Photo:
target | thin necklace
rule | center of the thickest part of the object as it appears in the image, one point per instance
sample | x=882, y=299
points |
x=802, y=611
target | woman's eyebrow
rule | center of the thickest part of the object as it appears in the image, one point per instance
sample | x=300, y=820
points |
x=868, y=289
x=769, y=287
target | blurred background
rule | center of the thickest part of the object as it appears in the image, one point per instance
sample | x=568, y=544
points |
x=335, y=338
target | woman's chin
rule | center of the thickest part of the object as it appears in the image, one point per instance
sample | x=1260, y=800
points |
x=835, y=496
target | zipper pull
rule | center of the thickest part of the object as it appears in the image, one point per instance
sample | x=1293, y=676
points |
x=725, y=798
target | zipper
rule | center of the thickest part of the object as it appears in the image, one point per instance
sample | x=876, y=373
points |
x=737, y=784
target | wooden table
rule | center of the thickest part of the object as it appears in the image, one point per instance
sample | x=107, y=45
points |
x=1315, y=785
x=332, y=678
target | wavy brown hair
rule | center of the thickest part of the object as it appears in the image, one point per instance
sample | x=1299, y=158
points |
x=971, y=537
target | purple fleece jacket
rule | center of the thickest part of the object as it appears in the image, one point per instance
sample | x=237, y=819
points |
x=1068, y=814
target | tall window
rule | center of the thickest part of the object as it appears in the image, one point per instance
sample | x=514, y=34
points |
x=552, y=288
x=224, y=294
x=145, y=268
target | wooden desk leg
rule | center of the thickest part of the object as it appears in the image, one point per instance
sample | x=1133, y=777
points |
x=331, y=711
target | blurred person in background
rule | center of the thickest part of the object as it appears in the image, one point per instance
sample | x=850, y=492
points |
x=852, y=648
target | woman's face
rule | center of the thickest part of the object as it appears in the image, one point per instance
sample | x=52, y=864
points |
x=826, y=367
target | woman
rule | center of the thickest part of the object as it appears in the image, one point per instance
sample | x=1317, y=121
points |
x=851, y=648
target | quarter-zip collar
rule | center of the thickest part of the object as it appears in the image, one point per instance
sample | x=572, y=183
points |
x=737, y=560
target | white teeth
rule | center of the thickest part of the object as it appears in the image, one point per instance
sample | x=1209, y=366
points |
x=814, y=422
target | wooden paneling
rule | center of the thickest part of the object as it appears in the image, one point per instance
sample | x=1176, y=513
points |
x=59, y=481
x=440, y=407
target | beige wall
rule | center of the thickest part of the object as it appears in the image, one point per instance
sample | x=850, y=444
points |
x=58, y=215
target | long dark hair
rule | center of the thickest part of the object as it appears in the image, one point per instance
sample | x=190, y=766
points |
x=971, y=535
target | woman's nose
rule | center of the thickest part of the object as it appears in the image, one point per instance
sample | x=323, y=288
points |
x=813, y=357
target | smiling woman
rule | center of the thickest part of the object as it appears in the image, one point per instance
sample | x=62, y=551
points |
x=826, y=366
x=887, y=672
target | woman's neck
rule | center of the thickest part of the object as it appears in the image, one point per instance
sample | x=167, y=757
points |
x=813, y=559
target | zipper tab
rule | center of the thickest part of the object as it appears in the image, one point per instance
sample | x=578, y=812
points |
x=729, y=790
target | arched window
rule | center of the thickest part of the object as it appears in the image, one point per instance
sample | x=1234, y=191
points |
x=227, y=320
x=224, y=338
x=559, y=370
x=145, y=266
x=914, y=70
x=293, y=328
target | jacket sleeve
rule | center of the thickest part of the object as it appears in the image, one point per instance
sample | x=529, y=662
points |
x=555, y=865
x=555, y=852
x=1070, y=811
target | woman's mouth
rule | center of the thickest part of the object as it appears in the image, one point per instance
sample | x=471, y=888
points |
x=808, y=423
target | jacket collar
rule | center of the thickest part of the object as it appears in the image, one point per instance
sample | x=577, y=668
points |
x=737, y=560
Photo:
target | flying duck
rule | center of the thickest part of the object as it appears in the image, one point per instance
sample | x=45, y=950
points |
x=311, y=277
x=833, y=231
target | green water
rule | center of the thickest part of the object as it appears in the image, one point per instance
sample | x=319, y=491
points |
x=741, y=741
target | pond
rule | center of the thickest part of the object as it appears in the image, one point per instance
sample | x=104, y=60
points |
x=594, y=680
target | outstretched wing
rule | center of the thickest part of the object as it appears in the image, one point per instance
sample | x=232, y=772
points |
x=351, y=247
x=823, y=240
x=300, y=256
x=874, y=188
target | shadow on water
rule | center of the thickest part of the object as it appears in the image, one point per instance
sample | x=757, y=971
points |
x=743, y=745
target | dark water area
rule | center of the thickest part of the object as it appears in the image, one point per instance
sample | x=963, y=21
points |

# # # # #

> [Work to be completed]: Scale the answer coordinates from the line with "target | wavy brown hair" up to and including the line with "x=58, y=215". Rewrite every line in that stretch, multiplying each answer coordinate by 1.1, rounding to whole numbers with halves going up, and leaving all other numbers and text as they are.

> [Exercise output]:
target | wavy brown hair
rule | center of the thickest part of the object as it appears in the image, one point per instance
sample | x=1299, y=158
points |
x=1068, y=591
target | purple fleece jacket
rule | center of the thickest part of the object as it appears in the image, one point per instance
sample | x=237, y=819
points |
x=1175, y=895
target | tall window
rule | center of the thickest part of the object as it appears in the image, one point per instance
sample | x=514, y=34
points |
x=607, y=317
x=246, y=323
x=160, y=295
target | wooden desk leg
rule | center of the thickest part of the object as it appears in the image, one point per instance
sample | x=1133, y=777
points |
x=364, y=782
target | blurred person in background
rule | center of the thickest part of the object as it appears in the image, one point per instance
sample | x=850, y=492
points |
x=937, y=713
target | woman's face
rule | center of the thickest part of the object as it appears in the image, one point per instance
sample | x=52, y=864
points |
x=909, y=404
target | woman
rule | center of the thickest part of the object as it appears in the image, one point per instance
sample | x=1317, y=121
points |
x=936, y=713
target | quarter-zip collar
rule | center of the thickest part of the object as it appears in the image, one point per instance
sample | x=572, y=183
points |
x=811, y=616
target | white teeth
rule | center of the thickest part of the object as it appears in the image, one point per instance
sample | x=1209, y=366
points |
x=895, y=464
target | wooden paneling
rule | center of the thickest part of the object as it appears in the image, one point per instance
sample | x=1176, y=513
points |
x=65, y=529
x=484, y=448
target | beige wall
rule | center of the thickest part of the object as it appears in the image, one point per instance
sample | x=850, y=444
points |
x=64, y=237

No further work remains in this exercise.